### Stated exercise
Retype only what runs from the line that contains "In this exercise you will indicate the red electric" through the last line of the listing below, both lines included.

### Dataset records

* Begin *

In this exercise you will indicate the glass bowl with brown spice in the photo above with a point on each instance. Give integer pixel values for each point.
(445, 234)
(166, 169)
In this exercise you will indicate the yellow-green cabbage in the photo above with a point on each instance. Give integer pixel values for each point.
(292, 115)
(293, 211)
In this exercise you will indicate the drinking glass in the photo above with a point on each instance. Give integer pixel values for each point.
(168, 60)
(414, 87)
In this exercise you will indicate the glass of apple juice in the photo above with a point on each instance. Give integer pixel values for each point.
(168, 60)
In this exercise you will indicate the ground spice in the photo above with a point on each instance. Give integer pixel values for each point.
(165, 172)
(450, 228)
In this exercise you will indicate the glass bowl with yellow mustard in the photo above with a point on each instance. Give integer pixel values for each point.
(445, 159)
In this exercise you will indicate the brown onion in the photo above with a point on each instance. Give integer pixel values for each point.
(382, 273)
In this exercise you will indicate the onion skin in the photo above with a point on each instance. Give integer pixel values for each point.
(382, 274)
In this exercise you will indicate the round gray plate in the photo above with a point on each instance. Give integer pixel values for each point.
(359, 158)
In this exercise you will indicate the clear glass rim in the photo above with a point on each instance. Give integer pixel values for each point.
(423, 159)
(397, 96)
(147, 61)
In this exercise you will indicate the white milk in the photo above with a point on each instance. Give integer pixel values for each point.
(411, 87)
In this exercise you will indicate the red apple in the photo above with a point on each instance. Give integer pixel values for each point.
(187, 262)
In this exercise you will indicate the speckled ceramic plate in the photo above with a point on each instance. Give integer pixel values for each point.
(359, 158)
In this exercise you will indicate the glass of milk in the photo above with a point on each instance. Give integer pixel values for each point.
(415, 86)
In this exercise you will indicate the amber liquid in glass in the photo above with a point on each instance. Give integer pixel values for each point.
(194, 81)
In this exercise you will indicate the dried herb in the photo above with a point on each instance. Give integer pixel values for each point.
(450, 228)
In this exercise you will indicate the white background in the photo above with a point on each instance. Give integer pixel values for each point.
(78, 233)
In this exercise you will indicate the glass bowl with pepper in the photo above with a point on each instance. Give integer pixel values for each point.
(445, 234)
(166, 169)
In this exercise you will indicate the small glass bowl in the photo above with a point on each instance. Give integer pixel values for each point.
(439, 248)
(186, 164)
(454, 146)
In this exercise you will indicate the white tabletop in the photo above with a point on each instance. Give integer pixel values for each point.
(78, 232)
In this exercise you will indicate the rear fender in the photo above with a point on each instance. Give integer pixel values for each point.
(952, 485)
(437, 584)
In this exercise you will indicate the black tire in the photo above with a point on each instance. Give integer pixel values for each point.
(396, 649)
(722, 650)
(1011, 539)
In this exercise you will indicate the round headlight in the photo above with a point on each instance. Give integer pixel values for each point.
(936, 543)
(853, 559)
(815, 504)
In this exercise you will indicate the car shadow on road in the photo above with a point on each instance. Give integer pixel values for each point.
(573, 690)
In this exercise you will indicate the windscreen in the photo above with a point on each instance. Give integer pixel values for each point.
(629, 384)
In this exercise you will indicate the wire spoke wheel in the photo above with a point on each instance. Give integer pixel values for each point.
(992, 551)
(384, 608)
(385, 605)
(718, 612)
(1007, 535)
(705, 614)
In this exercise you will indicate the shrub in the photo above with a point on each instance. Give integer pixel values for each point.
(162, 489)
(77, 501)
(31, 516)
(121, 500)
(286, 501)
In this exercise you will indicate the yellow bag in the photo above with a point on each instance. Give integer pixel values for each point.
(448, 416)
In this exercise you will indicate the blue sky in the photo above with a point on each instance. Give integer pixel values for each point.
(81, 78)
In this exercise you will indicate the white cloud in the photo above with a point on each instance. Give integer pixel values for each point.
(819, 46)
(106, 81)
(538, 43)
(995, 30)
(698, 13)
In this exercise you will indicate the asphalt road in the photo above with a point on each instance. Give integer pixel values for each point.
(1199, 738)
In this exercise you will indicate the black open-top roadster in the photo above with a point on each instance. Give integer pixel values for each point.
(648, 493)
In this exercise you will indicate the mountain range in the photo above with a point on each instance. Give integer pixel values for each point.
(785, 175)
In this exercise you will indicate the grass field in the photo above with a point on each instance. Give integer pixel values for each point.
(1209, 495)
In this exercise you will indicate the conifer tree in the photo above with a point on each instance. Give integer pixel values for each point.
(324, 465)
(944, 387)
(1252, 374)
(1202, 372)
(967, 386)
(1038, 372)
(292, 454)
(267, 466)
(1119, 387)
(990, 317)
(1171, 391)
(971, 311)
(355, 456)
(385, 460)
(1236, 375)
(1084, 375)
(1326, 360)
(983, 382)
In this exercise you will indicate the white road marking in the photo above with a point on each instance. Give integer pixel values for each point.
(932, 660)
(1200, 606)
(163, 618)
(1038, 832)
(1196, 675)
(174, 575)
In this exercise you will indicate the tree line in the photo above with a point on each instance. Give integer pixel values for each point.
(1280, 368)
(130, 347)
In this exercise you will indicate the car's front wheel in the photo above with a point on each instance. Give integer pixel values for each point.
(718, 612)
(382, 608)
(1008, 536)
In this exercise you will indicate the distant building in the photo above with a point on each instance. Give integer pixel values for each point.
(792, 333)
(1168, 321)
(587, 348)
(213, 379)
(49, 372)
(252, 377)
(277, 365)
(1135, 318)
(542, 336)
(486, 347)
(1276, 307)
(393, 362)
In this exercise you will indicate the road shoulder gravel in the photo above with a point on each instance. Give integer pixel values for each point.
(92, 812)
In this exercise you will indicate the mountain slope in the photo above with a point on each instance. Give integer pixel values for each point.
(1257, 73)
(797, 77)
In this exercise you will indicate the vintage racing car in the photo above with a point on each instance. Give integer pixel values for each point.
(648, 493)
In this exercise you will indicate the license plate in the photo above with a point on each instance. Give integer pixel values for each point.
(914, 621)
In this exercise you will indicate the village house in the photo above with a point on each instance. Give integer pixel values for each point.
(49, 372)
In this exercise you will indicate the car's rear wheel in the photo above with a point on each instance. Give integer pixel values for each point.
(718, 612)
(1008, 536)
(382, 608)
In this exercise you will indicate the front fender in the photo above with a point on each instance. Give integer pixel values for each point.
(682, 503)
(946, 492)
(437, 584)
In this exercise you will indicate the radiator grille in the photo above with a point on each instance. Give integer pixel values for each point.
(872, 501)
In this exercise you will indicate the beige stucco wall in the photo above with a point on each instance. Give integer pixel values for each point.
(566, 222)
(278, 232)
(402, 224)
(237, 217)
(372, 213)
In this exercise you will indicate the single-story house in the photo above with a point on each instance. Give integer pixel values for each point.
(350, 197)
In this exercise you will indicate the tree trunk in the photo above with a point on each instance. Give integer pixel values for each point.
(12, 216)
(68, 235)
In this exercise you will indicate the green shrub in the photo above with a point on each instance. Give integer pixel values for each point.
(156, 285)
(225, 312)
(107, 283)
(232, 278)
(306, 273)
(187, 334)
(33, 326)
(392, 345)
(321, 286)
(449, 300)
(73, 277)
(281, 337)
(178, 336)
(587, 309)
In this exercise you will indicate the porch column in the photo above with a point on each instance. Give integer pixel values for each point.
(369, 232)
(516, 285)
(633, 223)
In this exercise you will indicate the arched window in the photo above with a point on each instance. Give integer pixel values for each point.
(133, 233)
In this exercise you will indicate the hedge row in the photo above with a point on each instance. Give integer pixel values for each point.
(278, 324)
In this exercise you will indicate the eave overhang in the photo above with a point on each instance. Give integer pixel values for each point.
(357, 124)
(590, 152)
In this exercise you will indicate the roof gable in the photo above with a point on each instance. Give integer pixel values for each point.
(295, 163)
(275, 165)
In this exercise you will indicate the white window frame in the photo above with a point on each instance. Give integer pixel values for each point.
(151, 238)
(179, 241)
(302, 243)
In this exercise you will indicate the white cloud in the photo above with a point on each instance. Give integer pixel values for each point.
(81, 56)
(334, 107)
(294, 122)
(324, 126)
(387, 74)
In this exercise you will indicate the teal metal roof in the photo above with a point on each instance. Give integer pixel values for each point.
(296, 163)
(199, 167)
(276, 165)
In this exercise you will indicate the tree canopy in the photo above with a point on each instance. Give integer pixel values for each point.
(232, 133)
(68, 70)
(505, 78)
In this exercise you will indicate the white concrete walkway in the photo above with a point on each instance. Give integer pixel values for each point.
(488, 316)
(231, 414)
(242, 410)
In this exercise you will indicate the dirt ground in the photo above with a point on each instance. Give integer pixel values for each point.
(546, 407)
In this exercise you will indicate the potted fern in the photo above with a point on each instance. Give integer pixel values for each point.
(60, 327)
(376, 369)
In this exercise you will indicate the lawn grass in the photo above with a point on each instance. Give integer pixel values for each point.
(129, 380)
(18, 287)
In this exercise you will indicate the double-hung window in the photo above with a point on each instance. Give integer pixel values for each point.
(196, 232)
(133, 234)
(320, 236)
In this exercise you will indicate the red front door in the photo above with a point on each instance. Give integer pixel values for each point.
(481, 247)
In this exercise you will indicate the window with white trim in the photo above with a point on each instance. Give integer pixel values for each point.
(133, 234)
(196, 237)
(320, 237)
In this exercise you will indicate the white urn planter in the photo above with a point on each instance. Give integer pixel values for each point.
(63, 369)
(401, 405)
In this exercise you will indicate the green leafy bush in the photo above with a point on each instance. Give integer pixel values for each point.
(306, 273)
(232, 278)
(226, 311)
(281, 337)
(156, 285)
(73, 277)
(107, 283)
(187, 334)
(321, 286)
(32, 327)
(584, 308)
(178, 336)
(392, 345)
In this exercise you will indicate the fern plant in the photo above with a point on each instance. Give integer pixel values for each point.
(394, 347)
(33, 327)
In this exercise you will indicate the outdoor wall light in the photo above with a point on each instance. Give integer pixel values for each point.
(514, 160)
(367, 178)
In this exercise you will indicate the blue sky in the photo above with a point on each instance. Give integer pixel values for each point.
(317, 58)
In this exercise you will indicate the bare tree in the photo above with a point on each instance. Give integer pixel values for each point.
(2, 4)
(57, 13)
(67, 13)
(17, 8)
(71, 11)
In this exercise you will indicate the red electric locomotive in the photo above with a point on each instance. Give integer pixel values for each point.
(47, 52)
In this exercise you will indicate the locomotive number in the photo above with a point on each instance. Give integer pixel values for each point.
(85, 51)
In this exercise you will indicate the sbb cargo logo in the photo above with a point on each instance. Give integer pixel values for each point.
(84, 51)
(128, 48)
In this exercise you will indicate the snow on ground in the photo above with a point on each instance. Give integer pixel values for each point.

* End *

### Expected answer
In this exercise you will indicate the red electric locomotive in the photo above with a point on each instance. Give integer pixel values for each point.
(47, 52)
In this exercise you will indicate the locomotive number in the photo above with a point on each instance. Give integer pixel values for each point.
(85, 51)
In this exercise you will indicate the sbb cargo logo in the photo above with a point on each instance. Give integer pixel values for each point.
(84, 51)
(128, 48)
In this exercise you will indicate the snow on ground in the photo above with a point on each instance. Give integer pixel values for each point.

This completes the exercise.